→ **TASK DESCRIPTION**: Put each line of the entries below into a JSON list of strings, one string per line, and leave out the blank lines.

★ ★ ★ ★ ★ ★ ★

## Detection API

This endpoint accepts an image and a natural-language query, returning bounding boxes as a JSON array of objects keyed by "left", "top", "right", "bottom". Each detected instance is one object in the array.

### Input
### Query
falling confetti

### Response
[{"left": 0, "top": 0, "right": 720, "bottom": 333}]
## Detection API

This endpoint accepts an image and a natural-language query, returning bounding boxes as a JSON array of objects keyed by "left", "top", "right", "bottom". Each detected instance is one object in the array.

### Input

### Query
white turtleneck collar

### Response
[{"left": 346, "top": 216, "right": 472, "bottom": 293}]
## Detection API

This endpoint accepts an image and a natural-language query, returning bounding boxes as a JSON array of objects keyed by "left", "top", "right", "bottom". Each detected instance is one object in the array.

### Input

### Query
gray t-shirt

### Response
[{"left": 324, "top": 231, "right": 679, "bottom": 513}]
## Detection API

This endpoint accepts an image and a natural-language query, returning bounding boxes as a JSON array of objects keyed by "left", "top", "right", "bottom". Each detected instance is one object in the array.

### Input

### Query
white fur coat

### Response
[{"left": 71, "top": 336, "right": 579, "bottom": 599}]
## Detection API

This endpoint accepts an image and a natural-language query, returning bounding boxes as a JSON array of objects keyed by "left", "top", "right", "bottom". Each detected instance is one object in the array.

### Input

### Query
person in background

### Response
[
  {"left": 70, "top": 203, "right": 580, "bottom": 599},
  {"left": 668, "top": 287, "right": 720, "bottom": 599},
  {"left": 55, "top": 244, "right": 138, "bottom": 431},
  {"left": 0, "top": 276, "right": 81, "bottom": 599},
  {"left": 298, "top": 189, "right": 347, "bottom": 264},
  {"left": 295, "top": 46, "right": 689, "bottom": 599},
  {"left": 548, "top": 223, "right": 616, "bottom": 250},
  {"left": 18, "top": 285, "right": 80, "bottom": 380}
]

★ ★ ★ ★ ★ ★ ★

→ **ANSWER TO THE PROBLEM**:
[
  "## Detection API",
  "This endpoint accepts an image and a natural-language query, returning bounding boxes as a JSON array of objects keyed by \"left\", \"top\", \"right\", \"bottom\". Each detected instance is one object in the array.",
  "### Input",
  "### Query",
  "falling confetti",
  "### Response",
  "[{\"left\": 0, \"top\": 0, \"right\": 720, \"bottom\": 333}]",
  "## Detection API",
  "This endpoint accepts an image and a natural-language query, returning bounding boxes as a JSON array of objects keyed by \"left\", \"top\", \"right\", \"bottom\". Each detected instance is one object in the array.",
  "### Input",
  "### Query",
  "white turtleneck collar",
  "### Response",
  "[{\"left\": 346, \"top\": 216, \"right\": 472, \"bottom\": 293}]",
  "## Detection API",
  "This endpoint accepts an image and a natural-language query, returning bounding boxes as a JSON array of objects keyed by \"left\", \"top\", \"right\", \"bottom\". Each detected instance is one object in the array.",
  "### Input",
  "### Query",
  "gray t-shirt",
  "### Response",
  "[{\"left\": 324, \"top\": 231, \"right\": 679, \"bottom\": 513}]",
  "## Detection API",
  "This endpoint accepts an image and a natural-language query, returning bounding boxes as a JSON array of objects keyed by \"left\", \"top\", \"right\", \"bottom\". Each detected instance is one object in the array.",
  "### Input",
  "### Query",
  "white fur coat",
  "### Response",
  "[{\"left\": 71, \"top\": 336, \"right\": 579, \"bottom\": 599}]",
  "## Detection API",
  "This endpoint accepts an image and a natural-language query, returning bounding boxes as a JSON array of objects keyed by \"left\", \"top\", \"right\", \"bottom\". Each detected instance is one object in the array.",
  "### Input",
  "### Query",
  "person in background",
  "### Response",
  "[",
  "  {\"left\": 70, \"top\": 203, \"right\": 580, \"bottom\": 599},",
  "  {\"left\": 668, \"top\": 287, \"right\": 720, \"bottom\": 599},",
  "  {\"left\": 55, \"top\": 244, \"right\": 138, \"bottom\": 431},",
  "  {\"left\": 0, \"top\": 276, \"right\": 81, \"bottom\": 599},",
  "  {\"left\": 298, \"top\": 189, \"right\": 347, \"bottom\": 264},",
  "  {\"left\": 295, \"top\": 46, \"right\": 689, \"bottom\": 599},",
  "  {\"left\": 548, \"top\": 223, \"right\": 616, \"bottom\": 250},",
  "  {\"left\": 18, \"top\": 285, \"right\": 80, \"bottom\": 380}",
  "]"
]